How many lines in the items below contain the string "rear", with case counting? Reply with the number alone.

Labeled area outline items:
"""
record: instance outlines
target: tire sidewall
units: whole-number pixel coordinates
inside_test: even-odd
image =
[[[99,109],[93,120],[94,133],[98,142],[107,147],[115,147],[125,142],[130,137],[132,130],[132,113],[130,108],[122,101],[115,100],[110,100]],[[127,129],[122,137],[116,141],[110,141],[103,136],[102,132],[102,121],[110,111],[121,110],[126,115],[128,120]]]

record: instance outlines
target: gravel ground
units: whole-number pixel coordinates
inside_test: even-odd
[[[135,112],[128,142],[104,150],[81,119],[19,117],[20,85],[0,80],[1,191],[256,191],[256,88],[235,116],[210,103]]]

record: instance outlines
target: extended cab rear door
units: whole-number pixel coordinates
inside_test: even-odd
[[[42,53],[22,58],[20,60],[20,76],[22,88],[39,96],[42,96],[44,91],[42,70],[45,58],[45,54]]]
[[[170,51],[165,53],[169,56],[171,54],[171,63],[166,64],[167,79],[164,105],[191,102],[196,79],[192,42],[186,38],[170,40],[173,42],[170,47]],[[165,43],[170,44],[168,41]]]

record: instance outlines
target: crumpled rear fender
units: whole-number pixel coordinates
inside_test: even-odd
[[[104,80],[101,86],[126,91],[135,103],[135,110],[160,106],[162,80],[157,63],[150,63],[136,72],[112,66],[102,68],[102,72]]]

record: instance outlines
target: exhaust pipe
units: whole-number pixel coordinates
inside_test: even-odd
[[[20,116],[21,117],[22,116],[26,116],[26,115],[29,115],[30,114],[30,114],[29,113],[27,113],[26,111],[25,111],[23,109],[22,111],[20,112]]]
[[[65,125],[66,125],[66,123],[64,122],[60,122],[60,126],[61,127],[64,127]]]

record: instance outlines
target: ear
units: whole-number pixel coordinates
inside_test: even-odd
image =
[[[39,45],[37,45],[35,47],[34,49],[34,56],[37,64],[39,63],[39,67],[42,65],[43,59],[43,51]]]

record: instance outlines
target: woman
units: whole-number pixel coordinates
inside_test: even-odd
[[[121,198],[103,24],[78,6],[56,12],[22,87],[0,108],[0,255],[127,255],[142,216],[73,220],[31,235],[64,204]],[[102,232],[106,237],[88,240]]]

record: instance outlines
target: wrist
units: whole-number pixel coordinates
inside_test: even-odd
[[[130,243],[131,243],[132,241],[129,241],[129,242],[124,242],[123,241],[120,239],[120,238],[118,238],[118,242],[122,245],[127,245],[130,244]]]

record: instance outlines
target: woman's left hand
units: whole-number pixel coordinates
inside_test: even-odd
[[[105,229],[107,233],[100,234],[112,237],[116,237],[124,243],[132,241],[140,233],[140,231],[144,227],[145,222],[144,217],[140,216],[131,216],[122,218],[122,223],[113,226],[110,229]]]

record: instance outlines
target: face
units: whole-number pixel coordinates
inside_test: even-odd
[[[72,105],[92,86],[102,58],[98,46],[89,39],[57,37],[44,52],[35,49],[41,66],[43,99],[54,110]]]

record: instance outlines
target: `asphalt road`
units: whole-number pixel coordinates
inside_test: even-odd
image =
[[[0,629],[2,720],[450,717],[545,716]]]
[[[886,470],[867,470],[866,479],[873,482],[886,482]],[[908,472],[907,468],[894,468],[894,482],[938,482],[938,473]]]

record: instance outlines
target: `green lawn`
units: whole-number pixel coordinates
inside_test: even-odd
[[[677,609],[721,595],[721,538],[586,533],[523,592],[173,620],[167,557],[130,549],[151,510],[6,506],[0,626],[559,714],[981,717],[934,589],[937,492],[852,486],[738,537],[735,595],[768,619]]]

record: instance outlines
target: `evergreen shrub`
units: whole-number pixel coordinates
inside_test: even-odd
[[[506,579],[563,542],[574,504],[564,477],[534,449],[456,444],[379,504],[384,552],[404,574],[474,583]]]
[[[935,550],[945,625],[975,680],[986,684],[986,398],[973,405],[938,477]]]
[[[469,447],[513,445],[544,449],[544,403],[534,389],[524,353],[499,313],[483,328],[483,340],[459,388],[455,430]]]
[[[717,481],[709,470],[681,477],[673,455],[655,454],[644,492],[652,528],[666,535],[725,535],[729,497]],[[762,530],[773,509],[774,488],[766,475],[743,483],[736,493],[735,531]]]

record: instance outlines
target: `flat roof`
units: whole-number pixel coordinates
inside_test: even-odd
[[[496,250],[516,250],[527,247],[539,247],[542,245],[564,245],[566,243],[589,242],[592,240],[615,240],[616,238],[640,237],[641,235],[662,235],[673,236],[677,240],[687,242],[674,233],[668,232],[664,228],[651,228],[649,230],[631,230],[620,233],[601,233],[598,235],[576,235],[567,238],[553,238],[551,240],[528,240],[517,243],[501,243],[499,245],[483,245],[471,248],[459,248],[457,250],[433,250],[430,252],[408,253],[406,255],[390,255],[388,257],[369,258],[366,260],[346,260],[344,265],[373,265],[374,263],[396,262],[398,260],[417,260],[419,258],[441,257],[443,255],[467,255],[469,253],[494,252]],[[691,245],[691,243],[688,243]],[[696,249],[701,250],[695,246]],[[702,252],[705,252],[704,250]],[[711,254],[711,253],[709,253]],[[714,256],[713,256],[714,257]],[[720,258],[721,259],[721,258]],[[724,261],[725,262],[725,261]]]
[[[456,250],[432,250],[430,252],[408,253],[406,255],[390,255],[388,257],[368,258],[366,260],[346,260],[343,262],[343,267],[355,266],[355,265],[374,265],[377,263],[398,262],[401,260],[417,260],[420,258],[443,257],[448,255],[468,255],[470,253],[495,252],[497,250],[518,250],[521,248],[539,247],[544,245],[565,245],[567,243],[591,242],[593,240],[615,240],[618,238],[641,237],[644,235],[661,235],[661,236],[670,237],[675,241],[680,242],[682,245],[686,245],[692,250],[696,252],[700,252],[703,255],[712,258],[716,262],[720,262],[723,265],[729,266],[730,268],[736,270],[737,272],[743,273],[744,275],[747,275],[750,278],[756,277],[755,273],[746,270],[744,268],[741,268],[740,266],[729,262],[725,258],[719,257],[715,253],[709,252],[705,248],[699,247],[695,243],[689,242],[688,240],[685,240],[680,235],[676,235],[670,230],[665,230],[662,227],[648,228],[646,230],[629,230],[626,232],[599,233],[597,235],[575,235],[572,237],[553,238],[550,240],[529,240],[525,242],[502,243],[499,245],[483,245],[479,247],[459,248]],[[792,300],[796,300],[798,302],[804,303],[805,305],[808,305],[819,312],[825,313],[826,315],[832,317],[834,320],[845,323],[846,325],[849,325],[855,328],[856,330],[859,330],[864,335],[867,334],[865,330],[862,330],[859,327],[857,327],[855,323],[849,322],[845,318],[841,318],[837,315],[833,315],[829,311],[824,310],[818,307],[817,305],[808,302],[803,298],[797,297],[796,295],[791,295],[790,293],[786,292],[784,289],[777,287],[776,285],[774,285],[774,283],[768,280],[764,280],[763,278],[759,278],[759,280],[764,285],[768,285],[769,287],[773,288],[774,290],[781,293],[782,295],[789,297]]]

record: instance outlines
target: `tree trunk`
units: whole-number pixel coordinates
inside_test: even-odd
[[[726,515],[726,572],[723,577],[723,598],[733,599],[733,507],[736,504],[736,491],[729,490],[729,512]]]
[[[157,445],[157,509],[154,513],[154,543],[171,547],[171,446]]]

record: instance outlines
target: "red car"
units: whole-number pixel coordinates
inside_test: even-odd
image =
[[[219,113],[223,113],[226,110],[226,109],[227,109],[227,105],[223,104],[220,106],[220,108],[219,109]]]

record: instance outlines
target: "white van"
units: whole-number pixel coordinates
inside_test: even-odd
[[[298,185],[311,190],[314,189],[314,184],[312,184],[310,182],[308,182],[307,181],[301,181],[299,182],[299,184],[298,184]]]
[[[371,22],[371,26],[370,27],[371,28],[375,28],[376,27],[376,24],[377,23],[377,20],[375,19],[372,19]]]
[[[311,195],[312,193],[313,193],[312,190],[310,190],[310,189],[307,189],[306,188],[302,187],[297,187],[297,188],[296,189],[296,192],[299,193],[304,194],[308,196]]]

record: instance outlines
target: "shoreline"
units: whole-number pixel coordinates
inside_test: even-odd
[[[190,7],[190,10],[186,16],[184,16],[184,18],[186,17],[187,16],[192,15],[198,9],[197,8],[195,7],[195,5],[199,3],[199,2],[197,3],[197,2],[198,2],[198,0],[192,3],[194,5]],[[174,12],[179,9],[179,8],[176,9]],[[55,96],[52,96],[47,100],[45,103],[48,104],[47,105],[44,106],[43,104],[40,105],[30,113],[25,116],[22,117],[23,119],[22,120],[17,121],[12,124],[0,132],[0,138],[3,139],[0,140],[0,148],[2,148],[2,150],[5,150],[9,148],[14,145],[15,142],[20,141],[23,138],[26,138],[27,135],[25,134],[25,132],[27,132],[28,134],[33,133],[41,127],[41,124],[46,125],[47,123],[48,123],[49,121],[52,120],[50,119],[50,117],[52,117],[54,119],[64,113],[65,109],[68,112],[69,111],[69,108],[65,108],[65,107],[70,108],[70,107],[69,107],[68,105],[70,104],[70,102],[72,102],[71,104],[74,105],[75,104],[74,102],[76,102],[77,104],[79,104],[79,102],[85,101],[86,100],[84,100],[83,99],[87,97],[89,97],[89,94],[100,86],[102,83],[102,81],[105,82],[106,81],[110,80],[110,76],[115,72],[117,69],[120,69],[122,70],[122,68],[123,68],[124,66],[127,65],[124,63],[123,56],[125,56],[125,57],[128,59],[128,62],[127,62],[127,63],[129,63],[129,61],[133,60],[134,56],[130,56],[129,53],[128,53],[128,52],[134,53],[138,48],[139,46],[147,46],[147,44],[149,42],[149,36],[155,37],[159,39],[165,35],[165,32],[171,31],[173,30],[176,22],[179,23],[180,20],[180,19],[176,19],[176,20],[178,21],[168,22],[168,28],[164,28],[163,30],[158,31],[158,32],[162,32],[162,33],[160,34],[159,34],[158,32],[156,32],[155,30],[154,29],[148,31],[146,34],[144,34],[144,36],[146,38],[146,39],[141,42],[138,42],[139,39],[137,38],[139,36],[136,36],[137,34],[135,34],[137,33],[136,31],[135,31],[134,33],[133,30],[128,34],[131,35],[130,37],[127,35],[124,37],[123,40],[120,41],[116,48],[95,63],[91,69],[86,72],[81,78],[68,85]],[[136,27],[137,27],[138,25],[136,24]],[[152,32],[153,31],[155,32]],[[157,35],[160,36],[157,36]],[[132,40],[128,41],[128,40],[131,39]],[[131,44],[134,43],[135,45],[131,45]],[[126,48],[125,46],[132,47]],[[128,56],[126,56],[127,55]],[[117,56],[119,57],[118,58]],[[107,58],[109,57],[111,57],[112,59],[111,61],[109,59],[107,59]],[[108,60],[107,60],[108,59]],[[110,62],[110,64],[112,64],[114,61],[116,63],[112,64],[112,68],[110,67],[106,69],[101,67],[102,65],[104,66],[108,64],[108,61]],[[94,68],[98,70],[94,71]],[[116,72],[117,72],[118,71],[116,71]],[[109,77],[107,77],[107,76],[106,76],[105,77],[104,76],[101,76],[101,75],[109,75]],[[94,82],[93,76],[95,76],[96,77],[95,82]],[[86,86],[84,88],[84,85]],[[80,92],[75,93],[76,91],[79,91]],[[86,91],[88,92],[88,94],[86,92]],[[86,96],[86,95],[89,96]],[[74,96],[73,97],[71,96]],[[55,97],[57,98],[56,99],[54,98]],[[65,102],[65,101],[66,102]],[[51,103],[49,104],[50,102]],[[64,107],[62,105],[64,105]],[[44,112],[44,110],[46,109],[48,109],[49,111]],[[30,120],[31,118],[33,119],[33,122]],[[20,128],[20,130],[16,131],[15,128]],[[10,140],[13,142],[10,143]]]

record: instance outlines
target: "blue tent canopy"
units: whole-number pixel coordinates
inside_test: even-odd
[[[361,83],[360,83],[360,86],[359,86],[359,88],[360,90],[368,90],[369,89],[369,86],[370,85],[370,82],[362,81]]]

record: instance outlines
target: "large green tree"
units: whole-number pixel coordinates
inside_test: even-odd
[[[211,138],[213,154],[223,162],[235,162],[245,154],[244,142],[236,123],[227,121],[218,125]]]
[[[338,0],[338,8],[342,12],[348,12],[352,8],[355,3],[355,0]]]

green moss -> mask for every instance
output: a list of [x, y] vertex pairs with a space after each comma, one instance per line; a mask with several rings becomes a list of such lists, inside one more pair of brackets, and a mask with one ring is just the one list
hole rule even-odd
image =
"""
- [SOLUTION TO THE PROBLEM] 2